Indica se ciascuna delle tre affermazioni concorda con il brano sulle traduzioni di Apuleio, rispondendo sì o no e riportando tra virgolette le parole del brano che lo decidono.
1. Sacchini preferisce i colloquialismi e le mescolanze di registro.
2. Nella traduzione di Longobardi il passo di Apuleio diventa «mira e rimira le armi del marito».
3. La differenza di stile tra i due traduttori è già dimostrata da uno studio approfondito.

## Sezione del documento
————————
Mi fermo, ma gli esempi potrebbero riempire molte pagine.

Direi che, così a naso, Sacchini preferisce i colloquialismi e le mescolanze di registro, mentre Longobardi è più amante di un vertiginoso gioco citazionale, di idiotismi e ibridazioni linguistiche. Ma è solo una sensazione, che andrebbe corroborata da uno studio più approfondito. Ciò su cui non mi sembra invece sussistere alcun dubbio è la sostanziale identità di impegno nell’intessere il testo di mutamenti linguistici e semantici (ancora l’arazzo, ancora Vertumno). Come se la mutazione stessa fosse il cuore dell’atto traduttivo. E come dar loro torto? In fondo, traducendo, non cambiamo forse tutte le parole…?

Tanto è così, che la compensazione non è più tale, ma diventa occasione di spostamento semantico, come in questo caso già citato sopra:

[…] rimatur atque pertrectat et mariti sui miratur arma (Apuleio, V, 23), diventa:

«[…] mira e rimira le armi del marito» (Sacchini 2020, 57), e «[…] si mangia con gli occhi e palpa le armi del suo sposo» (Longobardi 2019a, 209).
————————
## Contenuto dei dati
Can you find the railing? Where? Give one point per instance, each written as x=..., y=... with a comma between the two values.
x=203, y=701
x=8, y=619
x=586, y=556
————————
## Risposta attesa
1. Sì: "Sacchini preferisce i colloquialismi e le mescolanze di registro".
2. No: "«[…] si mangia con gli occhi e palpa le armi del suo sposo» (Longobardi 2019a, 209)".
3. No: "Ma è solo una sensazione, che andrebbe corroborata da uno studio più approfondito."